PROBLEM DETAILS - Your task is to copy all of the data exactly.

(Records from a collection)
——————
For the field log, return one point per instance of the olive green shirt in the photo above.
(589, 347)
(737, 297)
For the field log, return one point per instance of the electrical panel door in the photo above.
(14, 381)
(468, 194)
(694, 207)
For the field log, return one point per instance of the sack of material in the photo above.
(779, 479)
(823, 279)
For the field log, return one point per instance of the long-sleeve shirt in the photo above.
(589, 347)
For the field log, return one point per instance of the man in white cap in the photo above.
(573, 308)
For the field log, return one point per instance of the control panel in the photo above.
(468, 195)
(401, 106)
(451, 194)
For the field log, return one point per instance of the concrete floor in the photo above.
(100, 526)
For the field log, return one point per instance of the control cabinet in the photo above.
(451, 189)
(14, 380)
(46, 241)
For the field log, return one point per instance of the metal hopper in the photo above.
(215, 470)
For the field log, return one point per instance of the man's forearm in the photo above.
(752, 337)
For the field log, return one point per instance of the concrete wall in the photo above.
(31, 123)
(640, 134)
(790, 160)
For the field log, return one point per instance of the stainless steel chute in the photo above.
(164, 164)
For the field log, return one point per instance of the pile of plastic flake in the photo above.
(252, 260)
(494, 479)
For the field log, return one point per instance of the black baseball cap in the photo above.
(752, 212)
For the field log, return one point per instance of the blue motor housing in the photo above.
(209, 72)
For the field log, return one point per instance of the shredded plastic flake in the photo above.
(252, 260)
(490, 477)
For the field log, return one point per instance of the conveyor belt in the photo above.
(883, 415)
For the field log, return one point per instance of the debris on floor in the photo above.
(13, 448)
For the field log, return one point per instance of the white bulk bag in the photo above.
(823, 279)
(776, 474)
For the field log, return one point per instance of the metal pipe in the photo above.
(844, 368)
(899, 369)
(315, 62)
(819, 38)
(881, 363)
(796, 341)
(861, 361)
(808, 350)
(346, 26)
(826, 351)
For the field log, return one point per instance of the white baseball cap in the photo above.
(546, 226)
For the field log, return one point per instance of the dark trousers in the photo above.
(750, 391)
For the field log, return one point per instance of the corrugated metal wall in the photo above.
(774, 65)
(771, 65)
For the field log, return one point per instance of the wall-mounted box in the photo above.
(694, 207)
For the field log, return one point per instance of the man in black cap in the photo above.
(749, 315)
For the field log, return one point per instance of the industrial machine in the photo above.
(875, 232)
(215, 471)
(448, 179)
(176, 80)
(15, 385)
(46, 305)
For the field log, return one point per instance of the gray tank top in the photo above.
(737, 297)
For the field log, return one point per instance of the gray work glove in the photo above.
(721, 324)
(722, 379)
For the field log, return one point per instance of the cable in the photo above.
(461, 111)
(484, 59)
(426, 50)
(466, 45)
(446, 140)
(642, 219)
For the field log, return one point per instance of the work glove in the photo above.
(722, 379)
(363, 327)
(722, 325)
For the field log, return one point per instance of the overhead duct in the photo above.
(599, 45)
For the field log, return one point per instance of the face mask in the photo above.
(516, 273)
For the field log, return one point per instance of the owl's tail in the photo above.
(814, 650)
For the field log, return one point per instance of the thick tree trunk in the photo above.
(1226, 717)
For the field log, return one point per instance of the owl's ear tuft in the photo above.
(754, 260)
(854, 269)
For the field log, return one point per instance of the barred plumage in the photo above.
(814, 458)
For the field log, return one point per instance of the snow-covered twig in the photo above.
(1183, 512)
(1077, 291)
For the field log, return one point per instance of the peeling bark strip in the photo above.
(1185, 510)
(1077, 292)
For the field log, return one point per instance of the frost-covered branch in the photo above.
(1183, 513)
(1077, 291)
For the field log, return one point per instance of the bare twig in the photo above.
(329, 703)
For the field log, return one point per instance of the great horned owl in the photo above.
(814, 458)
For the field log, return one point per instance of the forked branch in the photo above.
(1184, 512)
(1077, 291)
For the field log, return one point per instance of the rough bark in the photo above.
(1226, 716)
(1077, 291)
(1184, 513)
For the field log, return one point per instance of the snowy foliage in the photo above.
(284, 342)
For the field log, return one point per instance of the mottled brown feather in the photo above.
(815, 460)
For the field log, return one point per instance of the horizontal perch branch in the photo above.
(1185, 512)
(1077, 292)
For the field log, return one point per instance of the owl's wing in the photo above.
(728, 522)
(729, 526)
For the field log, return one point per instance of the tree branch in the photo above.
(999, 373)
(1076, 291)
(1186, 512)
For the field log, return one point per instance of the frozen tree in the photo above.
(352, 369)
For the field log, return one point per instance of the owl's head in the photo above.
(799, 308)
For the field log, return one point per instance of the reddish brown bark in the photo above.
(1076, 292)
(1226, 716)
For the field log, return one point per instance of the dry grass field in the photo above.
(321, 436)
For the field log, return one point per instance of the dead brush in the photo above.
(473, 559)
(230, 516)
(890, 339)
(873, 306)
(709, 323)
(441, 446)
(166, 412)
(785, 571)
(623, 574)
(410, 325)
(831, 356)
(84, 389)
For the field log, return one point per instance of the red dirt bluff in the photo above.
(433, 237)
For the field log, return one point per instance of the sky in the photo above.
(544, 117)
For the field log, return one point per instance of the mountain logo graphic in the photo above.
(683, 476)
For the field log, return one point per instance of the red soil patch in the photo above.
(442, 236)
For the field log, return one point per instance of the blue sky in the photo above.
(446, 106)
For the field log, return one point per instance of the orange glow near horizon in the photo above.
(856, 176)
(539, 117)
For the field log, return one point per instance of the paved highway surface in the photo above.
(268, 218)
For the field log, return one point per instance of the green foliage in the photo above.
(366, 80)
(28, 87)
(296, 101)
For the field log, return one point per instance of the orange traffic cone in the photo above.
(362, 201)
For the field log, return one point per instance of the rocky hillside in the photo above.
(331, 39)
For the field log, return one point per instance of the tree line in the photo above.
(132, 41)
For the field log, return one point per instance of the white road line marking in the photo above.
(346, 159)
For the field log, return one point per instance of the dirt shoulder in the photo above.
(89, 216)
——————
FINAL ANSWER -
For the field log, return one point per instance of the olive green shirt in the photo above.
(589, 347)
(737, 297)
For the field log, return one point per instance of the electrical panel door in the photo above.
(14, 381)
(468, 194)
(694, 207)
For the field log, return one point per instance of the sack of material in the photo above.
(779, 479)
(823, 279)
For the field log, return one point per instance of the long-sleeve shirt in the photo above.
(589, 347)
For the field log, return one point per instance of the man in white cap in the photo above.
(573, 308)
For the field log, return one point per instance of the control panel in the photo above.
(468, 195)
(401, 106)
(451, 194)
For the field log, return one point per instance of the concrete floor in the photo above.
(100, 526)
For the field log, return one point per instance of the control cabinet in the photo above.
(451, 189)
(14, 380)
(46, 241)
For the field log, return one point per instance of the metal hopper in the photo above.
(215, 470)
For the field log, return one point per instance of the man's forearm in the photo above.
(752, 337)
For the field log, return one point per instance of the concrete wall in the photo above.
(31, 123)
(640, 134)
(790, 160)
For the field log, return one point per instance of the stainless steel chute in the photo above.
(164, 164)
For the field log, return one point per instance of the pile of plastic flake in the photo above.
(252, 260)
(494, 479)
For the field log, return one point per instance of the black baseball cap in the photo above.
(752, 212)
For the field log, return one point per instance of the blue motor housing in the photo above.
(209, 72)
For the field log, return one point per instance of the shredded plastic flake in the photo above.
(252, 260)
(490, 477)
For the field log, return one point per instance of the conveyor belt in the photo above.
(883, 415)
For the field log, return one point per instance of the debris on floor in the photo above.
(13, 448)
For the field log, return one point per instance of the white bulk bag in the photo above.
(823, 279)
(776, 474)
For the field log, return one point per instance of the metal pipe in the photo above.
(844, 368)
(899, 369)
(315, 62)
(819, 38)
(881, 363)
(796, 341)
(861, 361)
(808, 350)
(346, 26)
(826, 351)
For the field log, return one point per instance of the white baseball cap in the photo above.
(546, 226)
For the field log, return one point per instance of the dark trousers in the photo above.
(750, 391)
For the field log, return one point per instance of the corrugated metal wall in the photo above.
(774, 65)
(771, 65)
For the field log, return one point per instance of the wall-mounted box in the photo above.
(694, 207)
For the field log, return one point per instance of the man in black cap in the photo above.
(749, 315)
For the field log, return one point per instance of the industrial machine in the photo above.
(875, 232)
(215, 471)
(448, 179)
(176, 80)
(15, 385)
(46, 305)
For the field log, return one point per instance of the gray tank top in the photo above.
(737, 297)
For the field log, return one point per instance of the gray work glove in the photo above.
(721, 324)
(722, 379)
For the field log, return one point per instance of the cable in the photo above.
(461, 111)
(484, 59)
(426, 50)
(466, 45)
(446, 140)
(642, 219)
For the field log, return one point per instance of the work glove in the photo above.
(722, 379)
(363, 327)
(722, 325)
For the field log, return one point per instance of the overhead duct in the photo above.
(599, 45)
For the field log, return one point per instance of the face mask in the photo above.
(516, 273)
For the field log, return one point per instance of the owl's tail in the photo above.
(814, 650)
For the field log, return one point per instance of the thick tree trunk in the photo above.
(1226, 717)
For the field log, return one point per instance of the owl's ear tuft in the photo above.
(754, 260)
(854, 269)
For the field log, return one point per instance of the barred plumage in the photo above.
(814, 458)
For the field log, return one point per instance of the snow-covered twig in the photo above.
(1183, 512)
(1077, 291)
For the field log, return one point per instance of the peeling bark strip in the photo above.
(1185, 510)
(1077, 292)
For the field log, return one point per instance of the frost-covered branch in the photo above.
(1183, 513)
(1077, 291)
For the field log, return one point per instance of the bare twig in the photo above.
(329, 703)
For the field log, return one point per instance of the great horned owl in the photo above.
(814, 458)
For the field log, return one point per instance of the forked branch in the photo above.
(1184, 512)
(1077, 291)
For the field log, return one point per instance of the rough bark in the photo above.
(1226, 716)
(1077, 291)
(1184, 513)
For the field log, return one point per instance of the snowy foliage in the photo above.
(284, 342)
For the field log, return one point per instance of the mottled brown feather in the photo above.
(815, 460)
For the field log, return one point per instance of the horizontal perch branch in the photo above.
(1185, 512)
(1077, 292)
For the field log, return one point per instance of the owl's wing in the photo above.
(728, 522)
(729, 526)
For the field log, return one point per instance of the tree branch in the photo above.
(999, 373)
(1076, 291)
(1186, 512)
For the field log, return one point per instance of the frozen tree in the photo above.
(352, 369)
For the field log, return one point per instance of the owl's head in the photo above.
(799, 308)
For the field log, return one point per instance of the reddish brown bark in the photo above.
(1076, 292)
(1226, 716)
For the field log, return one point per instance of the dry grass field in the photo above.
(321, 436)
For the field log, return one point per instance of the dead brush in the photo above.
(473, 559)
(230, 516)
(890, 339)
(873, 306)
(709, 323)
(441, 446)
(166, 412)
(785, 571)
(623, 574)
(410, 325)
(831, 356)
(84, 389)
For the field log, return one point per instance of the red dirt bluff in the photo above.
(433, 237)
For the field log, return one point per instance of the sky in the photo above.
(544, 117)
For the field log, return one point per instance of the mountain logo graphic in the photo above.
(683, 476)
For the field log, return one point per instance of the red soil patch in the photo above.
(442, 236)
For the field log, return one point per instance of the blue sky in the photo above.
(446, 106)
For the field log, return one point per instance of the orange glow near horizon in the photo above.
(856, 176)
(539, 117)
For the field log, return one point per instance of the paved highway surface in the photo above.
(268, 218)
For the field log, return one point per instance of the green foliage in the photo above.
(366, 80)
(28, 87)
(296, 101)
For the field log, return one point per instance of the orange traffic cone in the photo above.
(362, 201)
For the field log, return one point per instance of the rocky hillside in the photo above.
(331, 39)
For the field log, return one point per instance of the tree line in the photo above.
(132, 41)
For the field log, return one point per instance of the white road line marking in the photo above.
(346, 159)
For the field log, return one point per instance of the dirt shoulder in the photo above.
(89, 216)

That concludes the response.